[Texte cité]

Paideia – Claire Garand

Paideia

De Claire Garand

La Volte – 320 pages

Paideia : du grec ancien, éducation et instruction de la perfection et de l’excellence visant à former les meilleurs citoyens, à même de créer la cité idéale.

Dix petites filles

Dix jeunes filles, âgées de seulement sept ans, évoluent chacune dans une station en orbite autour de la Lune, accompagnées d’un couple parental. Parmi elles se trouve la narratrice, qui rêve d’explorer l’univers et de prendre sa revanche sur les harceleuses qui ne cessent de la tourmenter lors des classes (virtuelles, mais la douleur est bien réelle). Les autres la considèrent comme la moins intelligente en raison d’un écart dans le résultat d’un test d’intelligence. Malgré leur jeune âge, ces fillettes possèdent un corps vieilli artificiellement, car elles sont destinées à devenir les mères d’une future humanité. La Terre, devenue inhabitable, n’est plus une option, et elles devront passer le reste de leur existence sur une Lune terraformée à enfanter pour éviter l’extinction de l’espèce. Leur destin est scellé, sans possibilité de fuir ou d’explorer d’autres horizons. La narratrice se berce d’illusions quant à la véritable nature de la mission qui leur est confiée. Lorsqu’elle prend conscience de l’existence qui l’attend, elle refuse de se soumettre et cherche un moyen d’échapper à son destin et de réaliser ses rêves d’exploration.

Utilitarisme vs conséquentialisme

Dans Paideia, Claire Garand aborde les thèmes de la liberté, du choix et du libre-arbitre, de la condition humaine (et spécifiquement celle des femmes, réduites ici à leur appareil reproductif et à leur capacité à enfanter) ainsi que de la pression sociale subie et amplifiée par une société moribonde. Toute société aspire à perdurer et incite les femmes à devenir mères. Mais dans une société sur le point de  disparaître quel possibilité reste-t-il ? De l’incitation on passe à l’obligation de se reproduire, sans considération éthique. Aucune des petites filles du roman ne désire être mère mais elles ont toutes compris et accepté la nécessité d’enfanter (une vision utilitariste de leur existence). La narratrice se rebelle sans percevoir les conséquences à long terme de ses actions tant pour elle que pour ce qui reste de l’humanité. La trajectoire de la narratrice pose des questions éthiques, morales (faut-il sauver le plus grand nombre et à quel prix ou préserver l’individualité et à quel prix ?), philosophiques passionnantes et en résonance avec notre société actuelle.
Dans ce huis clos oppressant et artificiel, Claire Garand nous plonge au cœur de l’expérience du personnage en adoptant le point de vue de la narratrice : une petite fille à la fois intelligente, naïve et immature, prise entre une forme d’innocence enfantine et la nécessité de devoir grandir rapidement. La narration, déroutante de prime abord, nécessite de se laisser porter un temps pour pouvoir ensuite apprécier toute la richesse du roman. Vous l’avez compris, Paideia est un roman à lire et Claire Garand une autrice à suivre.

Un extrait

Au programme de ce soir, révision d’histoire terrienne, pour savoir d’où nous venions, disait madame Naïma. Encore !

[/Texte cité]

* [Consigne écrite 1]: Recopiez fidèlement les lignes des données sources, depuis la première jusqu'à celle qui contient "positive clicks: (329, 106)", bornes comprises. Omettez les images dans votre réponse.

[Données de travail]

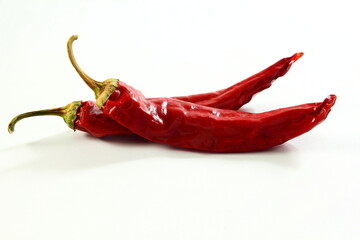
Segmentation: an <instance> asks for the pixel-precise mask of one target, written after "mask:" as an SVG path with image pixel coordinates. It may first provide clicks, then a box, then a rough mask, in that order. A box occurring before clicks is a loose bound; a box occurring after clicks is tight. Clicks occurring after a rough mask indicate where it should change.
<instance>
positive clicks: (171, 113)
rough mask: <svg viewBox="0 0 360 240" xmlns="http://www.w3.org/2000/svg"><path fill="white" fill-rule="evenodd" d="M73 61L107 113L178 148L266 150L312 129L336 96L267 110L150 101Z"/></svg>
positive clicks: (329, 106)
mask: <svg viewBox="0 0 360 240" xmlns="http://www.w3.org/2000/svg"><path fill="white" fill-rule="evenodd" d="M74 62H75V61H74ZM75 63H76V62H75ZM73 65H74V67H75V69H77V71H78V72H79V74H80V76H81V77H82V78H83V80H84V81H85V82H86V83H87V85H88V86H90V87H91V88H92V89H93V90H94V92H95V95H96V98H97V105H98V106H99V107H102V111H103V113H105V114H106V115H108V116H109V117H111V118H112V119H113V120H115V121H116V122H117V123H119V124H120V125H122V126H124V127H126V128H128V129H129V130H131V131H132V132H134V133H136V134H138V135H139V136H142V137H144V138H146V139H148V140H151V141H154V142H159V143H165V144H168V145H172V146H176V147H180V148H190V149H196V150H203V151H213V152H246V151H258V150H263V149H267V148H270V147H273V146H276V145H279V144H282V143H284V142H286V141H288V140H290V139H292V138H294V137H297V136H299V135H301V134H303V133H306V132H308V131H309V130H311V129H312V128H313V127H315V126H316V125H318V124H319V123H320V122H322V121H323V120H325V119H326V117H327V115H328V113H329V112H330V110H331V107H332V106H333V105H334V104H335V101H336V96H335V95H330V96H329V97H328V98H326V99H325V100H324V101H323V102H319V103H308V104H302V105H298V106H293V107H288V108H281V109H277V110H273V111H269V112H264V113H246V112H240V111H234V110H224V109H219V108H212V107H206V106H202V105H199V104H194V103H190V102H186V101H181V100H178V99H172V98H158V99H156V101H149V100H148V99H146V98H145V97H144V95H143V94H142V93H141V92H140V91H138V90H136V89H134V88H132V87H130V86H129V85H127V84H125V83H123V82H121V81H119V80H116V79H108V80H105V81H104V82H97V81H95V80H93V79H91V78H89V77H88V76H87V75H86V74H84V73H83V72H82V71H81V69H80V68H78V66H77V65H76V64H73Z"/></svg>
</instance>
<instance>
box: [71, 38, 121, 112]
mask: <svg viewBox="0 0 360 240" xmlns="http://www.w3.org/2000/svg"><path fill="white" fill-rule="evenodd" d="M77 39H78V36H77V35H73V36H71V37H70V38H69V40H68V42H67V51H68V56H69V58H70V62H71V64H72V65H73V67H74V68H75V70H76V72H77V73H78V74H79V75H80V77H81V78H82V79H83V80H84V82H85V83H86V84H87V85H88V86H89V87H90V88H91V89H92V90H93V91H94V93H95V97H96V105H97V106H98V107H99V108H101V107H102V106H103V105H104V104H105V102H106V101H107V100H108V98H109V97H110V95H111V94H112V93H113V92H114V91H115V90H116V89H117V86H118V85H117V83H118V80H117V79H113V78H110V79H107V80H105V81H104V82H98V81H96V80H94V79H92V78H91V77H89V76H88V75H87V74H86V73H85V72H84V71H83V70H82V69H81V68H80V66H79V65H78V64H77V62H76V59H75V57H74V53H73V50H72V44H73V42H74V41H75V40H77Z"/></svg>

[/Données de travail]

* [Consigne écrite 2]: D'après la critique de Paideia, quel âge ont les dix jeunes filles ?

* [Zone de réponse 1]:
Segmentation: an <instance> asks for the pixel-precise mask of one target, written after "mask:" as an SVG path with image pixel coordinates. It may first provide clicks, then a box, then a rough mask, in that order. A box occurring before clicks is a loose bound; a box occurring after clicks is tight. Clicks occurring after a rough mask indicate where it should change.
<instance>
positive clicks: (171, 113)
rough mask: <svg viewBox="0 0 360 240" xmlns="http://www.w3.org/2000/svg"><path fill="white" fill-rule="evenodd" d="M73 61L107 113L178 148L266 150L312 129L336 96L267 110L150 101Z"/></svg>
positive clicks: (329, 106)

* [Zone de réponse 2]: Elles n'ont que sept ans.